● Given information
——————————

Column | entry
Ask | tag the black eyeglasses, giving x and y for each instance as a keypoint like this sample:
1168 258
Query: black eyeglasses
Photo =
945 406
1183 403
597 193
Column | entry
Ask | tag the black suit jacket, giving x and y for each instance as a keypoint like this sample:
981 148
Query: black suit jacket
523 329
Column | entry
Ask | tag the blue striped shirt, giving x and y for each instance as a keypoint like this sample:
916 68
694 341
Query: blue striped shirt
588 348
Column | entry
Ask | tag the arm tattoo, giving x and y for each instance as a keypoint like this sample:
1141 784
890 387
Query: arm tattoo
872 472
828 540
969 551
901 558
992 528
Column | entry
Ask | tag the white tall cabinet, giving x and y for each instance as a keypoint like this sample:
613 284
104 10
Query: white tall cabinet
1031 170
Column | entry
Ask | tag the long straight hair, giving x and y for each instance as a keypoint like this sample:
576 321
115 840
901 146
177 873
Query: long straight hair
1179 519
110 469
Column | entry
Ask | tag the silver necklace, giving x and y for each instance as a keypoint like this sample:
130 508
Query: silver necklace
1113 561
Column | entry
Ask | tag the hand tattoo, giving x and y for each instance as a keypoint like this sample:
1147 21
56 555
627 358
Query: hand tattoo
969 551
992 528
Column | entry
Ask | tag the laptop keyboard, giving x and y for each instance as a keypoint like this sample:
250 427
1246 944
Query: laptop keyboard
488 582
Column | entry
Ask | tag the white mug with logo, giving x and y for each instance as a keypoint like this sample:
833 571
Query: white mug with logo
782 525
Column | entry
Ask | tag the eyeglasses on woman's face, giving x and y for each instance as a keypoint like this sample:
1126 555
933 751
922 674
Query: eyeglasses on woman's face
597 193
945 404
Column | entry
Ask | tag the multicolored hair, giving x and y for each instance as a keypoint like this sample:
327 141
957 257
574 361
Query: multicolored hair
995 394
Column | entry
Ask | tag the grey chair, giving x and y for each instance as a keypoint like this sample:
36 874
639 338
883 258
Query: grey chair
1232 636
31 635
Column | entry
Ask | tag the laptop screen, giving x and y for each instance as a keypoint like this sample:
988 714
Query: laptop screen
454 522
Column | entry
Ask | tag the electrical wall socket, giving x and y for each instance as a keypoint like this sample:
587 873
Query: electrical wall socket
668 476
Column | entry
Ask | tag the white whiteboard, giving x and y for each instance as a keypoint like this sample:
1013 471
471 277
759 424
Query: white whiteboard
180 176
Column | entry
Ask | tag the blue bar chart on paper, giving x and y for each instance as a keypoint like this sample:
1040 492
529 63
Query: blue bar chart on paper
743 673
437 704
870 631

——————————

● Activity
Going line by line, set down the data above exactly as given.

● Expected output
Column | entry
Ask | tag the black eyeglasses, giving x and y for each instance as a keypoint like this sample:
1168 258
Query: black eyeglasses
Photo =
945 406
1183 403
597 193
Column | entry
Ask | tag the black suit jacket, giving x and y for each instance as a keypoint like this sample:
981 148
Query: black suit jacket
523 329
Column | entry
Ask | tag the blue striped shirt, giving x and y for each instance as a keypoint like this sample:
916 68
694 341
Query: blue striped shirt
588 348
Column | entry
Ask | tag the arm tattoo, giving x and y for each instance as a keypoint like this sample:
1141 784
890 387
Query: arm tattoo
872 472
828 540
969 551
901 558
992 528
Column | entry
Ask | tag the white tall cabinet, giving x and y for each instance as a keypoint like this sample:
613 284
104 10
Query: white tall cabinet
1031 170
Column | entry
Ask | tag the long straight hair, giving x and y for each instance as a keypoint like this sample:
576 321
115 840
901 146
177 873
Query: long straight hair
1179 519
110 469
Column | entry
Ask | tag the silver necklace, giving x and y for each instance as a keypoint like this sample:
130 508
Query: silver necklace
1113 561
Column | entry
Ask | tag the hand tattoo, giving x and y for each instance as a keypoint like this sample:
1147 21
56 555
627 358
Query: hand tattoo
969 551
992 528
Column | entry
Ask | tag the laptop keyboard, giving x and y for each instance as a keypoint like this sample:
250 427
1246 944
Query: laptop keyboard
488 582
Column | entry
Ask | tag the white mug with logo, giving x and y for each instance as a keypoint like this sample:
833 571
Query: white mug with logo
782 525
Column | entry
Ask | tag the eyeglasses on woman's face, giving x and y for each instance as a keypoint like this sample:
1126 555
933 751
922 674
Query: eyeglasses on woman's face
597 193
945 404
Column | entry
Ask | tag the multicolored hair, giving x and y for each instance as a keypoint like this sample:
327 141
957 257
574 361
Query: multicolored hair
995 394
Column | entry
Ask | tag the grey chair, giving x and y for each instance as a keypoint like this sample:
36 874
639 338
883 258
Query: grey chair
1232 636
31 635
Column | entry
Ask | tag the laptop screen, giving x and y for each instance as a keypoint like this sample:
988 714
Query: laptop screen
454 522
Column | entry
Ask | tag the electrical wall socket, giving x and y for each instance as a keypoint like this sample:
587 873
Query: electrical wall socket
668 476
Column | entry
Ask | tag the white whiteboard, giving x and y for each instance as a keypoint like this sample:
1013 471
471 277
759 424
Query: white whiteboard
180 176
Column | entry
Ask | tag the blue bar chart on paper, giving x and y for each instance as a keypoint like this sample:
1040 492
529 63
Query: blue bar chart on paper
743 673
437 704
870 631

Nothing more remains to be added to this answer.